*WHAT IS NEEDED*: Using the entries below, return word for word the lines from the one containing "# point at: white" up to and including the last.

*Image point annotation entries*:
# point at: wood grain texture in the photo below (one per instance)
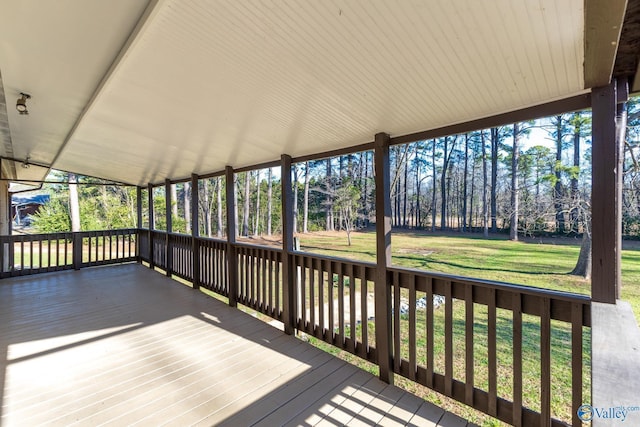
(124, 345)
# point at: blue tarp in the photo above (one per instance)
(36, 199)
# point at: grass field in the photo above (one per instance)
(535, 263)
(540, 263)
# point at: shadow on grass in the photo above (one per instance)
(479, 267)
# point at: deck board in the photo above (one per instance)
(124, 345)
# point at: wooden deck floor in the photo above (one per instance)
(124, 345)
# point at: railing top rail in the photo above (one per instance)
(336, 259)
(505, 286)
(253, 245)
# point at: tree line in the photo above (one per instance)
(487, 181)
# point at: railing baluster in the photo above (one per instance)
(429, 326)
(263, 278)
(22, 254)
(448, 340)
(469, 350)
(545, 363)
(321, 303)
(517, 360)
(413, 364)
(352, 310)
(278, 292)
(331, 295)
(396, 321)
(340, 334)
(301, 274)
(312, 295)
(492, 353)
(364, 314)
(576, 361)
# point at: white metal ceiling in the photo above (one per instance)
(208, 83)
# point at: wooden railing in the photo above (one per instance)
(106, 246)
(471, 347)
(213, 270)
(499, 348)
(335, 302)
(259, 279)
(40, 253)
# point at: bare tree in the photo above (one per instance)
(74, 203)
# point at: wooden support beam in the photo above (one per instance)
(152, 225)
(603, 25)
(605, 219)
(169, 220)
(138, 221)
(195, 230)
(139, 206)
(232, 259)
(288, 278)
(383, 257)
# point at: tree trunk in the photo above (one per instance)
(583, 266)
(295, 199)
(577, 122)
(329, 199)
(235, 203)
(464, 182)
(405, 192)
(443, 186)
(485, 207)
(247, 206)
(256, 228)
(205, 205)
(494, 179)
(269, 201)
(433, 189)
(219, 202)
(174, 200)
(305, 207)
(558, 192)
(513, 231)
(187, 207)
(74, 203)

*EXERCISE RESPONSE*:
# point at: white metal ceiling in the photo above (one per instance)
(208, 83)
# point at: wooden railing in the photo above (one per instance)
(106, 246)
(471, 347)
(213, 270)
(499, 348)
(335, 302)
(259, 279)
(40, 253)
# point at: bare tree in the photo above (one per instance)
(74, 203)
# point at: wooden support beam in the photo above (one per instance)
(152, 225)
(603, 25)
(605, 219)
(169, 220)
(138, 221)
(195, 230)
(139, 206)
(232, 259)
(288, 278)
(383, 257)
# point at: tree trunk in the photo above (one per instance)
(583, 266)
(295, 199)
(577, 122)
(329, 199)
(235, 203)
(464, 182)
(405, 192)
(443, 186)
(485, 207)
(247, 206)
(256, 228)
(205, 205)
(494, 179)
(269, 201)
(433, 189)
(219, 202)
(174, 200)
(305, 207)
(558, 192)
(513, 231)
(187, 207)
(74, 203)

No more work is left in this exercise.